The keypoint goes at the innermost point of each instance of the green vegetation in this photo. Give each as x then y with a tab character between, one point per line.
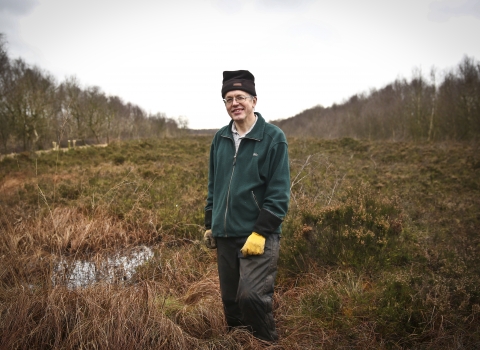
380	249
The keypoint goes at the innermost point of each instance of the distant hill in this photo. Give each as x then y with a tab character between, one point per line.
417	110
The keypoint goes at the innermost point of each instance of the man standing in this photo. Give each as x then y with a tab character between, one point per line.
248	197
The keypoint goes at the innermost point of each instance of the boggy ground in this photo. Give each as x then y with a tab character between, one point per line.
380	249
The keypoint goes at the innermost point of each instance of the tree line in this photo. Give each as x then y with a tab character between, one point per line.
421	109
36	111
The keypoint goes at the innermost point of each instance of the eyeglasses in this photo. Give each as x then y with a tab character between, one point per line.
239	99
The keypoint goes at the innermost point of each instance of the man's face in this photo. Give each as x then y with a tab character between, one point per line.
240	111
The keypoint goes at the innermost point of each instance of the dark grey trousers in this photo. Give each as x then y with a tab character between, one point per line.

○ ○ ○

## Objective
Please copy out, word for word, the stretch from the line containing "of the eyeglasses" through the last of the lines above.

## Output of the exercise
The keypoint goes at the innermost point of each instance of the eyeglasses in this photo. Give each as x then y with a tab character between, one point per line.
239	99
The keypoint goes at the innermost point of each instance of the man's face in this photo. Give each as x then y with a tab character between, one point per line.
240	111
The keypoint goes at the innermost point of each instance of the dark grey trousers in this photo. Give each as x then y with a tab character between, one point per line.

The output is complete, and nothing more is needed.